Start of Excerpted passage

I don't trust any single bit of "it's coming" from Intel after the 7 years delay of their 10nm node and their disappointing 7 one. 7 years is a disaster and a dead sentence in this business.

They aren't the new IBM/Oracle yet, but they need a bet that doesn't depend on their manufacturing capabilities.

Well "Intel 7" is the same node as 10nm, so it's one big failure rather than two.
I have a hard time excepting that my 32 thread laptop CPU is a big failure. It is the best I've ever used.
It's the production process that's a big failure. You should have had a similar CPU generations earlier.

And my understanding is that AMD is currently much better when you have a low power budget: https://images.anandtech.com/graphs/graph17641/130507.png https://www.anandtech.com/show/17641/lighter-touch-cpu-power... (I know those are the desktop versions and that's all AMD has, but by the time you're looking at cooling 50-150 watts the socket isn't very important.) (Also Intel claims their lowest-wattage 8+16 core, by a huge margin, is a desktop model.)

End of Excerpted passage
Start of Entries supplied

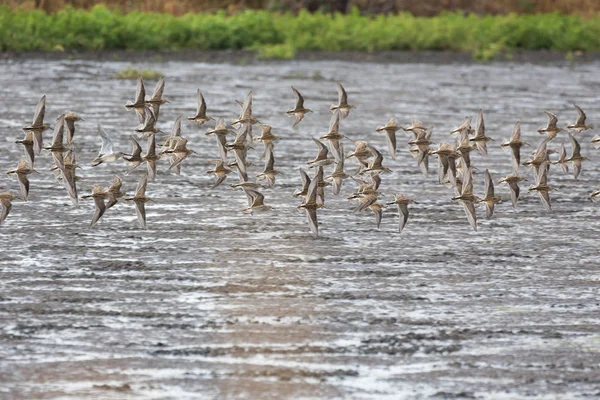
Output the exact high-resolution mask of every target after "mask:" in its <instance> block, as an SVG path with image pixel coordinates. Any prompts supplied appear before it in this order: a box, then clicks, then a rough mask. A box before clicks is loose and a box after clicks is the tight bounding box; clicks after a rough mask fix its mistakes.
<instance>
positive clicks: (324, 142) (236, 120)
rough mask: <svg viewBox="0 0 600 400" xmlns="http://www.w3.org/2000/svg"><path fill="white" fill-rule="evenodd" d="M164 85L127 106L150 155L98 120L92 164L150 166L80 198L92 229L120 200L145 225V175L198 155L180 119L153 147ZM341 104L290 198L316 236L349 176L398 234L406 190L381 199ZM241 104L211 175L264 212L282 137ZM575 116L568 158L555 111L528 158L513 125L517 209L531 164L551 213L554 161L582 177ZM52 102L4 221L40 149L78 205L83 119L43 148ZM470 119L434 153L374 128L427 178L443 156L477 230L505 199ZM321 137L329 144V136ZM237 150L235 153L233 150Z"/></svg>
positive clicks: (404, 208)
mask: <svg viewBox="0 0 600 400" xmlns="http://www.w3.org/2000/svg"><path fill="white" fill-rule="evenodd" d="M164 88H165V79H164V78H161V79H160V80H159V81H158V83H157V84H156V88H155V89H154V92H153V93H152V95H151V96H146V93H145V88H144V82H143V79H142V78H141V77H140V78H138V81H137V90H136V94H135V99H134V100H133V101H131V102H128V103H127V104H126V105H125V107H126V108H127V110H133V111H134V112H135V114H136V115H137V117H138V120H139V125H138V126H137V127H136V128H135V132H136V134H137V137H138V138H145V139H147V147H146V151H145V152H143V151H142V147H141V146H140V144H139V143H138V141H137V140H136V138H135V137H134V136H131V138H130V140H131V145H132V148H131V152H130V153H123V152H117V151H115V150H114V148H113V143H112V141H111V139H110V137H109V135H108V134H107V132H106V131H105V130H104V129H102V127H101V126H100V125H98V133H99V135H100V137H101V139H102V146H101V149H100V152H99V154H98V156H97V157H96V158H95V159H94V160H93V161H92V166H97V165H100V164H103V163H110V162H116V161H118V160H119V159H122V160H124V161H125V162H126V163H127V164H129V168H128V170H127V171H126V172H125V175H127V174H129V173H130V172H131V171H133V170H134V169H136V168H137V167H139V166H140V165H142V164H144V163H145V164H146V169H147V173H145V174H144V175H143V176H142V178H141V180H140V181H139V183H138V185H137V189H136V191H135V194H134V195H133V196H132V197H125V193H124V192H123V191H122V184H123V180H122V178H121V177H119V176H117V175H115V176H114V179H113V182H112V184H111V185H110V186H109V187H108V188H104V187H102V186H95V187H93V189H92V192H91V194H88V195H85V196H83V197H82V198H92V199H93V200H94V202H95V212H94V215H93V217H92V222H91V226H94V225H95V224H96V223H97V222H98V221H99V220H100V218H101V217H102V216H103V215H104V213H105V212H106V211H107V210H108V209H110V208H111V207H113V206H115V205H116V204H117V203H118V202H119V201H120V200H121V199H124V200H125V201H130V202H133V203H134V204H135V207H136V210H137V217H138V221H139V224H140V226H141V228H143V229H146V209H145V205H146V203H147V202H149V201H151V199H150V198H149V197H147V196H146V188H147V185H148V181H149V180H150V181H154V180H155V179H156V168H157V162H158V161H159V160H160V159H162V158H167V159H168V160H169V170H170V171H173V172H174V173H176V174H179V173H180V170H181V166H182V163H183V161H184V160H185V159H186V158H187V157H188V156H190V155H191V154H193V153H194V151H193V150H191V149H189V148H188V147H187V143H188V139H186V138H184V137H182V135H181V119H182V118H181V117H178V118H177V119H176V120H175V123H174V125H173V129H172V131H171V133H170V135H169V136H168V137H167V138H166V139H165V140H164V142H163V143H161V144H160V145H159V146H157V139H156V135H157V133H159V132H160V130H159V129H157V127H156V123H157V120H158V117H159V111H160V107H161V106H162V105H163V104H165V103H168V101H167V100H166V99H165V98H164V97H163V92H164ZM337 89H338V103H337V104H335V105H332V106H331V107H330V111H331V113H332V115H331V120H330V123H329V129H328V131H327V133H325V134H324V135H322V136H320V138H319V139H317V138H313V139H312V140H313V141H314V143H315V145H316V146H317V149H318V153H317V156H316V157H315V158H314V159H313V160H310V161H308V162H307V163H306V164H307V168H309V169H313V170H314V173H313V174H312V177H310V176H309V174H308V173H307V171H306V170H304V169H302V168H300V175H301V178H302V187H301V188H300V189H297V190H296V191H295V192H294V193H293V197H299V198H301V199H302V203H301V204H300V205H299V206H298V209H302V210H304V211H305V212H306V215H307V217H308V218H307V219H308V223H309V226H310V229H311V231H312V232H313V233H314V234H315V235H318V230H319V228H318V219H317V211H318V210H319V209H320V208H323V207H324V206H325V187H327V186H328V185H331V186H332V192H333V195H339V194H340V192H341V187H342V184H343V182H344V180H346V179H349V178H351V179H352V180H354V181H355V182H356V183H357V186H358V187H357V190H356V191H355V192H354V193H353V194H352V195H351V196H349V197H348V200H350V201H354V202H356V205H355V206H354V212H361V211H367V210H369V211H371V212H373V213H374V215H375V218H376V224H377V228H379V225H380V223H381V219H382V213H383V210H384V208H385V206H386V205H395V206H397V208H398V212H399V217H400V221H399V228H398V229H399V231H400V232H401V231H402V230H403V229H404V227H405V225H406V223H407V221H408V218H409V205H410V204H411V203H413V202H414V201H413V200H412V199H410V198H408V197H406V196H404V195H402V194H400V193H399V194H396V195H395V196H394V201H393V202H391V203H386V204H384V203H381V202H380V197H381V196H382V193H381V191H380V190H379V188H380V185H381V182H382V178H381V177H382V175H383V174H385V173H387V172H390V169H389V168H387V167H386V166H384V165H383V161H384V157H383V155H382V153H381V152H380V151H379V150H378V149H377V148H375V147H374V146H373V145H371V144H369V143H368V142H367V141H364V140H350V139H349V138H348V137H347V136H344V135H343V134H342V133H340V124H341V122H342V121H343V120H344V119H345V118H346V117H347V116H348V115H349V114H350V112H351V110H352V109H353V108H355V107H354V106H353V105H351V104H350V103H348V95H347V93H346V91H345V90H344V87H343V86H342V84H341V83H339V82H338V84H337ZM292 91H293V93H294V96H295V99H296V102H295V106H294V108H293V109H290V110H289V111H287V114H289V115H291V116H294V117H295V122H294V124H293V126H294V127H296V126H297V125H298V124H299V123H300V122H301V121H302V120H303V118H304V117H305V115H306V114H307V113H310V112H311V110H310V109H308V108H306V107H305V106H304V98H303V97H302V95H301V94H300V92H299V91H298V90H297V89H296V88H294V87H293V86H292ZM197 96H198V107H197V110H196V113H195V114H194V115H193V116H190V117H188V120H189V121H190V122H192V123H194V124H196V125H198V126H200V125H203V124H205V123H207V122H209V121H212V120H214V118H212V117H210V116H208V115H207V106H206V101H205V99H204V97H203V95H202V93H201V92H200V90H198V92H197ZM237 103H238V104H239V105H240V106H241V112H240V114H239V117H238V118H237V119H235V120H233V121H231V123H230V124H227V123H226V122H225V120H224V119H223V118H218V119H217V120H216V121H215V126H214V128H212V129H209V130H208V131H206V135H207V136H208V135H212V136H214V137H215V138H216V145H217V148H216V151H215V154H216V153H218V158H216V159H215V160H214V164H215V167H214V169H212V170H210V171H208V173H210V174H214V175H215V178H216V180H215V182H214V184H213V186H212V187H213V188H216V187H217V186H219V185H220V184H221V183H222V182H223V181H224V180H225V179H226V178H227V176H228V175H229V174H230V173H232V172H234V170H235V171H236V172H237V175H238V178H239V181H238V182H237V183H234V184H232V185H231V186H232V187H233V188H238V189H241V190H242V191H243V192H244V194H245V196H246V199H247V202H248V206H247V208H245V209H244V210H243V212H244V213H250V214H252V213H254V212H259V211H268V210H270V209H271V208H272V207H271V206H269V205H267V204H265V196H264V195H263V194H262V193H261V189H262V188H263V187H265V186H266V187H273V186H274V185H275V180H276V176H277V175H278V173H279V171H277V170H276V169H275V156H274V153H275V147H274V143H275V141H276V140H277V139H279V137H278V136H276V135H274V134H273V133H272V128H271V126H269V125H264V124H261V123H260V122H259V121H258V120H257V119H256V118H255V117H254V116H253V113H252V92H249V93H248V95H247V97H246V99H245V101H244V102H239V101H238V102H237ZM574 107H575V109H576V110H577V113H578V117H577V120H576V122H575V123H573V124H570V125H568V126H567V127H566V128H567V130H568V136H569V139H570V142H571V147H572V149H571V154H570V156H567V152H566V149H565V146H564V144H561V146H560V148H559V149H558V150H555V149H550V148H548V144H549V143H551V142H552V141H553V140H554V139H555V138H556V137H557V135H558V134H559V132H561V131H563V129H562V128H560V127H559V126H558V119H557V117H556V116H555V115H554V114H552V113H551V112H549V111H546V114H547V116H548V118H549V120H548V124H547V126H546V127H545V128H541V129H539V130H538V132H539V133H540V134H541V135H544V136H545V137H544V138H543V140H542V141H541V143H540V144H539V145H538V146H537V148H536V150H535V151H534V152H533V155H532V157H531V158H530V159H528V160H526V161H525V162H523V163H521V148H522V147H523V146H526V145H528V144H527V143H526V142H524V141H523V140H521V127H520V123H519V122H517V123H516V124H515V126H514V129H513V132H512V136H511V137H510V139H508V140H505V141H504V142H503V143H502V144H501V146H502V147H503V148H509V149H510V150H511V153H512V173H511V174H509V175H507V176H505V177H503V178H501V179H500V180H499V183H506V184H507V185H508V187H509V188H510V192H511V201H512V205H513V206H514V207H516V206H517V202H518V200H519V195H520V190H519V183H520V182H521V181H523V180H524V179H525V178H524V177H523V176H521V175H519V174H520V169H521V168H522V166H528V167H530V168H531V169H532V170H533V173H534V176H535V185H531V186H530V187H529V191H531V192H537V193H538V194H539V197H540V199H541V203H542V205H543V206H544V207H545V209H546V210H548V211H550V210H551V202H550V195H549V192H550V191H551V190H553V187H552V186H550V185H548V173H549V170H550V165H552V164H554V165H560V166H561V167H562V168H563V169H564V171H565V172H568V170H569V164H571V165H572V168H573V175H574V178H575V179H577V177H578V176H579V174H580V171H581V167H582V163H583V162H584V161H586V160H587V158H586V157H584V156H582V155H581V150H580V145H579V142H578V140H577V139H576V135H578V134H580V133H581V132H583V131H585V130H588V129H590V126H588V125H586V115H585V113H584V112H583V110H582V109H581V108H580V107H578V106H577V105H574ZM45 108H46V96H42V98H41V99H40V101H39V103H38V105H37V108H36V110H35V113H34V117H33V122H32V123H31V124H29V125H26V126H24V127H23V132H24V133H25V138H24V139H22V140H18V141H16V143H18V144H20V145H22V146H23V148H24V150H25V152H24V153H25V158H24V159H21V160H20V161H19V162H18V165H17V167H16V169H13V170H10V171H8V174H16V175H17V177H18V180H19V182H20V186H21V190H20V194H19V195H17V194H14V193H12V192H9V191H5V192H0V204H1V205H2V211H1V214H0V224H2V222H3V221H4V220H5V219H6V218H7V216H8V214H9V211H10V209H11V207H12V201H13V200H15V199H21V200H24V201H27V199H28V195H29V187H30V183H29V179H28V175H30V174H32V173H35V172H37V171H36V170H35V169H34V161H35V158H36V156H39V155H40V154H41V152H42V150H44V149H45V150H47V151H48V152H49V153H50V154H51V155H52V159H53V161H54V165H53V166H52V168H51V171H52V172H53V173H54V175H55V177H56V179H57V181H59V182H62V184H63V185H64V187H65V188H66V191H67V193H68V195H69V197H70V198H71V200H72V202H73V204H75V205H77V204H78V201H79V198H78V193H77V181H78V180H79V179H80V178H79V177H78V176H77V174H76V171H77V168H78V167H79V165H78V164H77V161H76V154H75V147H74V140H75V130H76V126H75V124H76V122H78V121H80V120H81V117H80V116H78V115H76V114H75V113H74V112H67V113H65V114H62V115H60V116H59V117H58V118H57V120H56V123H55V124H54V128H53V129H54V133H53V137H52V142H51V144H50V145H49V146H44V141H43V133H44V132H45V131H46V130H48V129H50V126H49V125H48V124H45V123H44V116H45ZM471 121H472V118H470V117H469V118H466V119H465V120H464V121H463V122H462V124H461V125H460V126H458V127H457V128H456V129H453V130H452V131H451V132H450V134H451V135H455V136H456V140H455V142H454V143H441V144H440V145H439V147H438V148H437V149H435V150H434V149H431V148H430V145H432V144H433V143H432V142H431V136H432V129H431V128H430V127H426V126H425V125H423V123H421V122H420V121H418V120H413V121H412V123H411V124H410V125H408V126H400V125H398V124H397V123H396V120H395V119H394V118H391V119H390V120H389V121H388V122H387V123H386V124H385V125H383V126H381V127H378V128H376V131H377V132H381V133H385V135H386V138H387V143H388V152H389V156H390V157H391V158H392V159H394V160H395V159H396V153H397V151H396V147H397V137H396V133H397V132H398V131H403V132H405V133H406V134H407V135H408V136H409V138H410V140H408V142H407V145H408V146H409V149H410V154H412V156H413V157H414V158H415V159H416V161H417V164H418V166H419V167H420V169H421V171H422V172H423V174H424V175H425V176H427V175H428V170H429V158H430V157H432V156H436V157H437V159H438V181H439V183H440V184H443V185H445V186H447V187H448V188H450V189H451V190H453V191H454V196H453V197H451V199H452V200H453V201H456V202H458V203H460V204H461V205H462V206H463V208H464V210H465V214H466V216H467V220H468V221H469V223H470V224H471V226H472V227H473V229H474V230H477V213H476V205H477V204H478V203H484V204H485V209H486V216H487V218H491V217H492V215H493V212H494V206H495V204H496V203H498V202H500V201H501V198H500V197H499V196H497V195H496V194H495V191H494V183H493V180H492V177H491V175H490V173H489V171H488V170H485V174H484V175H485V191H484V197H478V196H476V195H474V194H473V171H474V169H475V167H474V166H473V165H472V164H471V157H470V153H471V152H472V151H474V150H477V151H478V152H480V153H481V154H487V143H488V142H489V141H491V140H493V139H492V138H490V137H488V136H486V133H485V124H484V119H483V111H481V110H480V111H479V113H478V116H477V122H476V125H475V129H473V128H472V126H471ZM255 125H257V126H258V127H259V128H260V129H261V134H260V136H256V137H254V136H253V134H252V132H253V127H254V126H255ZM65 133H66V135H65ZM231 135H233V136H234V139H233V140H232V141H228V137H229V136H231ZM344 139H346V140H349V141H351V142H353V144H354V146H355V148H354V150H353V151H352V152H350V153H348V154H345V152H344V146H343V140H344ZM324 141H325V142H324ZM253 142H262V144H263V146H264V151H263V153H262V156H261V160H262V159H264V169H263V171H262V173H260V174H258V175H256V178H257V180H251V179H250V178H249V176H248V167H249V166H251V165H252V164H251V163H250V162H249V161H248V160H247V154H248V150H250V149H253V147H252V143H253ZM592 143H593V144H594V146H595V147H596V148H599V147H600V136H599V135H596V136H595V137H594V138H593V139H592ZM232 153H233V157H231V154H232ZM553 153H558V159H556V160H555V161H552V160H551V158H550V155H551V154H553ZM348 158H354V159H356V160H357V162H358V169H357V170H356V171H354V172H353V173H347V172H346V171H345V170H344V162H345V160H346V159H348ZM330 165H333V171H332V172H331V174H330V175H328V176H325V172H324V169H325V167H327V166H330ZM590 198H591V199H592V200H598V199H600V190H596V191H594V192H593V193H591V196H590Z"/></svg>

End of Entries supplied

*Task goal*
Can you extend the discussion of Intel's 10nm delays above, picking up after its last comment?

*Answer for this exercise*
Yeah. I am excited about Intel's products, but you can't trust their timetables as far as you can throw them.
3nm is HARD. Everybody will fumble. TSMC is fumbling now and Intel will fumble it later. 2nm, 1nm will be even harder and expect more fumbling.
>TSMC is fumbling now

That is what mainstream / Apple centric media wants to tell / sell that story.

3nm should be (small) enough for anybody...
Are they doing Intel 7+ or something?

The only refresh I heard of is the Raptor Lake CPU refresh which will be Intel’s 14th gen CPUs - which might enable some features like the Digital Linear Voltage Regulator (DLVR) that were disabled due to bugs in the 13th gen CPUs; DLVR could potentially significantly reduce power draw.